Ciao Sonia! Grazie per il commento.
La scienza dei sondaggi politici è questione delicata.
Molto spesso in questo contesto quello che entra in gioco non è tanto la tecnica di campionamento utilizzata, ma la propensione delle persone a rispondere o a fornire una risposta vera (cioè nessuno ha modo di sapere se poi l’intervistato voterà per chi ha dichiarato).
Nel caso specifico del 2013 non ti saprei dire il modo con cui sono stati contattati gli intervistati. Se avessero però condotto solo interviste telefoniche avrebbero commesso una probabile distorsione. Le persone che mediamente trovi in casa durante il giorno decisamente non sono rappresentative dell’intera popolazione votante (anziani, casalinghe, ragazzi giovani,…).
Ti lascio sotto un link dove puoi approfondire l’argomento si ti interessa
http://old.sis-statistica.org/magazine/spip.php?article139
Continua a seguirci!
Gentili,
di fatto la statistica non è altro che una sotto-specie di interpretazione di un calcolo combinatorio. Si parte dall’idea a priori e poi si vede quanto la realtà empirica ci somiglia. L’approccio della statistica non aiuta affatto a trovare risposte rassicuranti e definitive come con la matematica pura, può al massimo escludere qualcosa per manifesta incompatibilità (quindi una dimostrazione per assurdo).
Con un tale approccio rimane sempre un dubbio, di fatto un’ansia irrisolta, potrebbe un giorno qualcuno uscirsene genialmente con una nuova “idea a priori” (e.g. formula) che meglio descrive la realtà empirica.
Ciononostante il teorema del limite centrale e la legge dei grandi numeri sono intuizioni straordinarie sulla natura del nostro universo, come volessero dire che esiste un ordine precostituito del cosmo per ogni cosa che definiamo categoria o essere (umanamente intelligibile).
Mi piacerebbe che nel blog si affrontassero alcuni esempi pratici di come l’uso distorto di statistiche abbia prodotto grossolani errori, nonché si ponessero alcune simulazioni magari fatte con software specifici per spiegare “in autopsia” il passaggio dal fenomeno all’interpretazione.
Discutiamone. Spero di aver dato un contributo gradito.

---*---

Secondo il brano sui sondaggi politici e sulla statistica, per quale motivo condurre soltanto interviste telefoniche comporterebbe una probabile distorsione? Le righe riportate di seguito costituiscono materiale a sé, distinto dal brano.

Voci di dati:

---*---

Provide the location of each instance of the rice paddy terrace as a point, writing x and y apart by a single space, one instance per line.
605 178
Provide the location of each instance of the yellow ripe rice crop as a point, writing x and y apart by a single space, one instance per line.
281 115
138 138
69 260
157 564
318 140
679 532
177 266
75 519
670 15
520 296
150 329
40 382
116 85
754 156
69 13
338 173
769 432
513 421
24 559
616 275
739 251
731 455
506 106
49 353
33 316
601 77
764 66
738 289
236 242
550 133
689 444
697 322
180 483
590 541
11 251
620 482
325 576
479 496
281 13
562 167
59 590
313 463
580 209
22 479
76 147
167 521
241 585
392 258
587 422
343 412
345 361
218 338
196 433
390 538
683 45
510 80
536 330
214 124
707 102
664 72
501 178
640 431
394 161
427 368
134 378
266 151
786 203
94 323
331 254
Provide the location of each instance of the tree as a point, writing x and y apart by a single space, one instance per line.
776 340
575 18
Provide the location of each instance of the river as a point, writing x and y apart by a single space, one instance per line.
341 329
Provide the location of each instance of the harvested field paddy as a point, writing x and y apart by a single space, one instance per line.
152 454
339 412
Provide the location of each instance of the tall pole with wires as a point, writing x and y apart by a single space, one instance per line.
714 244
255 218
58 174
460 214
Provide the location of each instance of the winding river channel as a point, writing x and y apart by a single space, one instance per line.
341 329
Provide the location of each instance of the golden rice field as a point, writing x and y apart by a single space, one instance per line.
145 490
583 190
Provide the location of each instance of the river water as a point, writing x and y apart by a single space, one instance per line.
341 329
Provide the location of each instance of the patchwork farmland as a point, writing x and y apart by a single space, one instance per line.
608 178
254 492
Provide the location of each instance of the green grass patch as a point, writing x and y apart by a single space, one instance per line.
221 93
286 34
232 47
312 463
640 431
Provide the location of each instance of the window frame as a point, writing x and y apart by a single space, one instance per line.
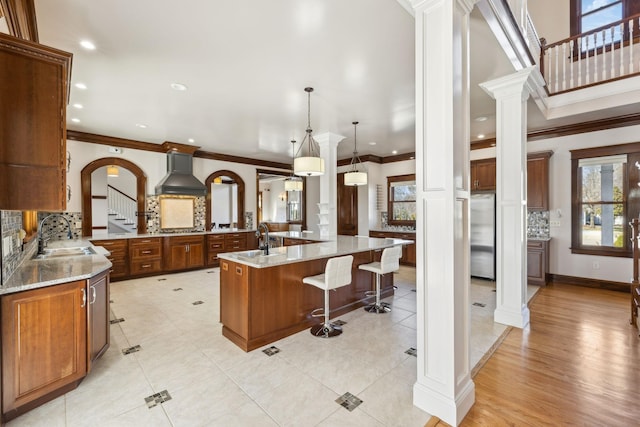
391 202
630 197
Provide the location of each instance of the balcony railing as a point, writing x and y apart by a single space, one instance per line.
597 56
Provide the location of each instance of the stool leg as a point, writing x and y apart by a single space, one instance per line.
326 329
378 307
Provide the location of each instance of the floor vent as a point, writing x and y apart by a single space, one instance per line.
156 398
134 349
348 401
271 350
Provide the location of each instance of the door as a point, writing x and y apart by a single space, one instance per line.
347 208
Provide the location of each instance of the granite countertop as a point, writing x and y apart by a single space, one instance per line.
112 236
39 273
335 246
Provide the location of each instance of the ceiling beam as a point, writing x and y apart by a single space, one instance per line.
21 18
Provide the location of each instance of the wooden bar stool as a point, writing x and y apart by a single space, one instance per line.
389 262
337 273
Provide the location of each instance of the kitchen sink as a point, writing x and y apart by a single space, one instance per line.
65 252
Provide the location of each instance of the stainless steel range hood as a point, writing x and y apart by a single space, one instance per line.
179 179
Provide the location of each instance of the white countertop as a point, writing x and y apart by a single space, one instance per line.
38 273
337 246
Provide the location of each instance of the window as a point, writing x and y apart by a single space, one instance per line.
402 199
605 194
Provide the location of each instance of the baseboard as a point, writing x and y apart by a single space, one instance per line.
589 283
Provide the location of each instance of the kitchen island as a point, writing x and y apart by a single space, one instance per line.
263 299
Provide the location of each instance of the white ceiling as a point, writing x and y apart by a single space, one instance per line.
246 64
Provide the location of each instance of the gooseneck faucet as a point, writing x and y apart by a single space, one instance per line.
265 246
41 240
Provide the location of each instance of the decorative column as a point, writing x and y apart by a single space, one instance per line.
511 93
328 212
444 387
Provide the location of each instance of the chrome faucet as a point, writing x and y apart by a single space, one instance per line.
265 246
42 243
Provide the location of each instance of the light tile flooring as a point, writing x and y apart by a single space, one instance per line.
213 383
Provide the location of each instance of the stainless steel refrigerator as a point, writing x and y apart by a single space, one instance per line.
483 235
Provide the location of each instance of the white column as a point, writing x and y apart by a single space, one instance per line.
328 143
511 93
444 387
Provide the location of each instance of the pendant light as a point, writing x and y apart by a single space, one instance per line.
354 177
312 164
293 183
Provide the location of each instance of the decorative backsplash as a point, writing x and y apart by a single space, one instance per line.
153 216
538 224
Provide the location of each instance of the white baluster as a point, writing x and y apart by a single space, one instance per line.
571 72
621 50
579 61
631 46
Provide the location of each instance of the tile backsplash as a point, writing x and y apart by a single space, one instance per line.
538 224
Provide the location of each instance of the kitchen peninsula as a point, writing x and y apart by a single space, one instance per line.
263 299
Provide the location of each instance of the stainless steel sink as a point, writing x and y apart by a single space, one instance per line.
65 252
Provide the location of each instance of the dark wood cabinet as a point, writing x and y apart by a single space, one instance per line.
98 337
119 256
537 262
408 251
145 256
538 181
44 345
33 131
483 175
183 252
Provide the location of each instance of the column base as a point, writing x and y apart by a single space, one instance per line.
451 411
506 317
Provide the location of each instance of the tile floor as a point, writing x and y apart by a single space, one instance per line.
211 382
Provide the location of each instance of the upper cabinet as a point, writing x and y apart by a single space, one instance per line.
483 175
33 90
538 181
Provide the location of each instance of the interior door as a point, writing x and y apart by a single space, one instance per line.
347 208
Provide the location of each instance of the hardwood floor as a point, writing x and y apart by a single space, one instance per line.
577 364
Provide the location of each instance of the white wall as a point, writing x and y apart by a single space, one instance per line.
562 261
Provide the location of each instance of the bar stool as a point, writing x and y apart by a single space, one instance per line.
389 261
337 273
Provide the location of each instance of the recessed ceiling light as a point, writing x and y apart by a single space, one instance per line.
178 86
87 45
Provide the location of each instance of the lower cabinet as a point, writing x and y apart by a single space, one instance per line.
537 262
98 317
183 252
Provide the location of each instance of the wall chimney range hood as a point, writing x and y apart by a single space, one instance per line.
179 179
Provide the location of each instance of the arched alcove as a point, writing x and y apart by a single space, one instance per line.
141 185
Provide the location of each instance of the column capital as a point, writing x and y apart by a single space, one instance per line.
523 81
328 138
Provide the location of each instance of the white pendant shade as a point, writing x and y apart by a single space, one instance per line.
293 184
355 178
308 166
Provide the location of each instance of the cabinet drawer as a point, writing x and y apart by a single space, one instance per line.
145 266
138 252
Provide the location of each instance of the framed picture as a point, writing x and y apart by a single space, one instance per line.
177 212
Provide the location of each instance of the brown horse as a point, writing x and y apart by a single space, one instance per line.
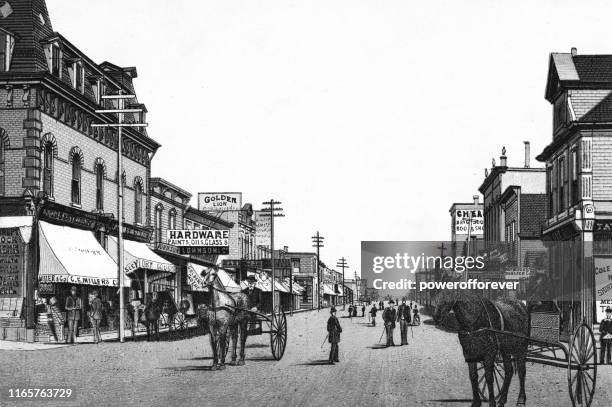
474 315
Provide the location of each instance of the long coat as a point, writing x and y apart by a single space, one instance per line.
334 329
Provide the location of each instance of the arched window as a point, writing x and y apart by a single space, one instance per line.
138 203
99 186
3 147
48 168
158 224
76 179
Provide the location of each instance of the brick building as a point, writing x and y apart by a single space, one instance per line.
514 209
58 173
579 183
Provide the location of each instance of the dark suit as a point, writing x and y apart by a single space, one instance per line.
605 328
403 317
333 329
73 315
95 315
389 317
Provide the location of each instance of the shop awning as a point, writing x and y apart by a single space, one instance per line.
24 223
74 256
328 289
138 256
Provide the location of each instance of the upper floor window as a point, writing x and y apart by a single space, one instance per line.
99 186
7 43
47 171
138 203
2 166
79 76
76 179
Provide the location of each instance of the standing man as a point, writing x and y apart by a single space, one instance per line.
373 312
95 315
333 332
605 337
73 311
403 317
389 317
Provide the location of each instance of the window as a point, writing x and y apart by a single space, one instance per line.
138 203
7 43
2 167
56 58
158 220
76 179
48 168
574 177
79 77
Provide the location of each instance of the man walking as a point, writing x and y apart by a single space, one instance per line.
605 337
389 318
333 332
95 315
403 317
373 312
73 310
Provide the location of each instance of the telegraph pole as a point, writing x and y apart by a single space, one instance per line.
317 241
273 211
342 264
120 111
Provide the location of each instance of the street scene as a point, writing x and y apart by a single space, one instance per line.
286 203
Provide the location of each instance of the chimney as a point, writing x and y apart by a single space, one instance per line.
503 160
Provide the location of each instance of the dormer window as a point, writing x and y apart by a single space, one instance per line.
79 76
7 43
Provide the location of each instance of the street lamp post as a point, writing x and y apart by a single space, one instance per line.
120 111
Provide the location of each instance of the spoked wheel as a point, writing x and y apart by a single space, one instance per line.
498 379
278 334
582 366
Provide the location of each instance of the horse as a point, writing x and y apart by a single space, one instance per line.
474 314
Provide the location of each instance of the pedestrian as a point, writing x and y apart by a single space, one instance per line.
404 318
95 315
389 319
605 337
58 320
333 332
73 309
373 312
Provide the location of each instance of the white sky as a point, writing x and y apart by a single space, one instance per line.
367 119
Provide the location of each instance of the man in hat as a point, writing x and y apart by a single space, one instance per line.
333 332
389 317
605 337
403 317
73 310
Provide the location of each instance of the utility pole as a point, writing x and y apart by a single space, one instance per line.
120 111
343 265
317 241
273 211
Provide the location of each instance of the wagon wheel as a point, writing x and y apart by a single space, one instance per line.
582 366
278 334
498 379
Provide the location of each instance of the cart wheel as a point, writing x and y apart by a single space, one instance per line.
498 379
278 334
582 366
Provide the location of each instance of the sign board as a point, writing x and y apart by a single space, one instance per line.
11 261
463 218
220 201
263 228
603 278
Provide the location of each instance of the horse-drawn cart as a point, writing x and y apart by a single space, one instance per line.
275 324
577 354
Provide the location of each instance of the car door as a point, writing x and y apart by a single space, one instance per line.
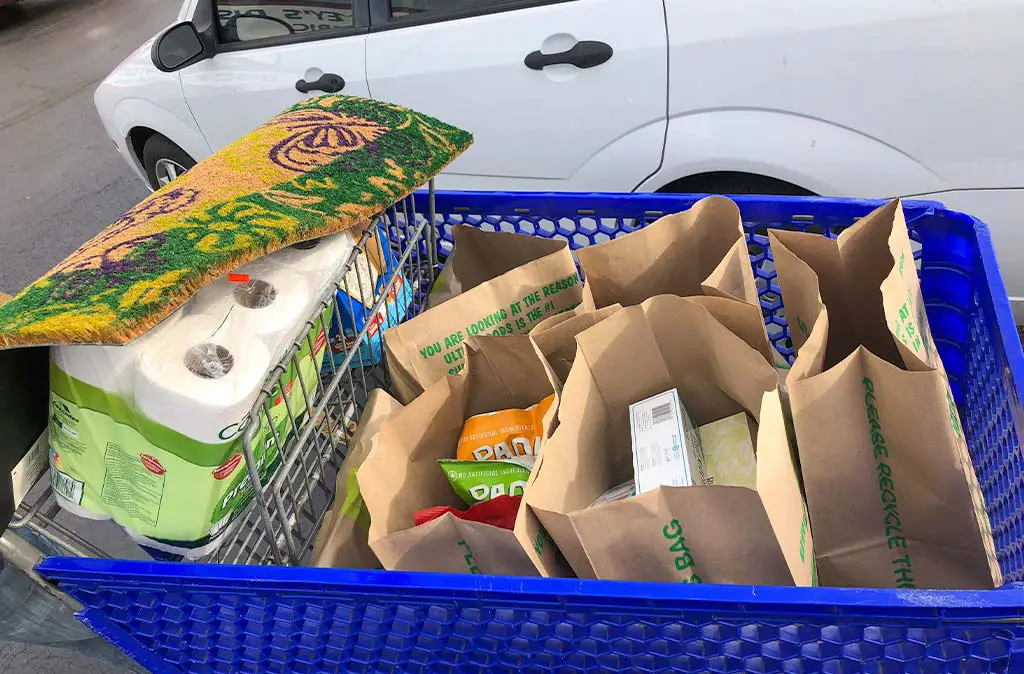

---*---

● **Risposta**: Perché le persone che si trovano mediamente in casa durante il giorno non sono rappresentative dell'intera popolazione votante.